## Begin Records provided
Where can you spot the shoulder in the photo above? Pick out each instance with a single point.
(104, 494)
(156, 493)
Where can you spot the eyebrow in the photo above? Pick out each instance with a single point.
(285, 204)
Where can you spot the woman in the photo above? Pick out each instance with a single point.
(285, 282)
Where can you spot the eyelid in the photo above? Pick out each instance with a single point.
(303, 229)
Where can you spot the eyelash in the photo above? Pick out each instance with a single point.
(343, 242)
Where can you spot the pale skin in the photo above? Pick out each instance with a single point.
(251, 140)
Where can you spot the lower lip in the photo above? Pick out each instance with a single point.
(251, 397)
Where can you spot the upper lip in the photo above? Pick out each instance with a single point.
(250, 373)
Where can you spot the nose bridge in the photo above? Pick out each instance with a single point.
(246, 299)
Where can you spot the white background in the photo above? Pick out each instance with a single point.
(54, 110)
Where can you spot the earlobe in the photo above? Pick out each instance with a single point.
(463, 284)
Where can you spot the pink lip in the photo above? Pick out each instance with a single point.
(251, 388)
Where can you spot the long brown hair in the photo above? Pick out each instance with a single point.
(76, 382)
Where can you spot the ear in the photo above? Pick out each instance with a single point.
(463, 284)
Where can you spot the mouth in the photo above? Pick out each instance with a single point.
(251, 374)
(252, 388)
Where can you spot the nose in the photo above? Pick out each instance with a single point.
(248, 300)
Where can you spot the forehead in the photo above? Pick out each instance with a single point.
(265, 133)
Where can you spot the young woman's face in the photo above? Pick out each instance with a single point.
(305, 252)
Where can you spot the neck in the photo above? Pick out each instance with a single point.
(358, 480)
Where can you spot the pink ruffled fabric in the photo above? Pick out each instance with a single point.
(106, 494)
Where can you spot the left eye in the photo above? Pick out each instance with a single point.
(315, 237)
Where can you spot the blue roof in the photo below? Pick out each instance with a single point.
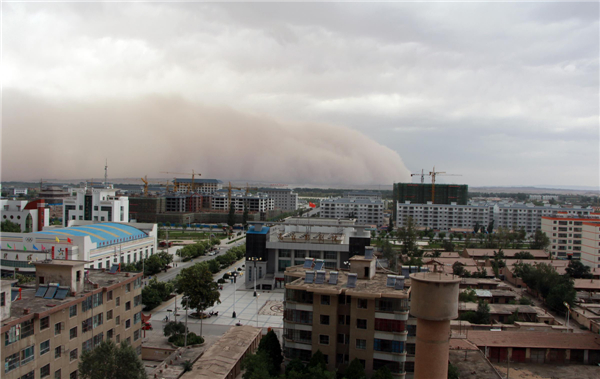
## End Records provided
Each line from the one containing "Where can you spot the nose in" through the last line of the entries above is to be extracted exactly. Pictures are not part of the copy.

Where can you spot the nose in the photo above? Pick out each instance with a single point.
(248, 300)
Where can you spot the forehead in the photo above? Pick out each instance with a single point.
(265, 133)
Where can you spot the young woman's face in the photo above? Pick out each instance with a single point.
(305, 252)
Where can you spot the neck in the photo above? Pick out each instance with a single point.
(358, 480)
Where can you spot the pink ruffled fabric in the photo above? Pick out each instance with a single point.
(106, 494)
Where can you spot the left eye in the photo above? Pick out each instance with a single point.
(315, 237)
Where can you spot the blue roof in the photo below? Pick out each instance with a single point.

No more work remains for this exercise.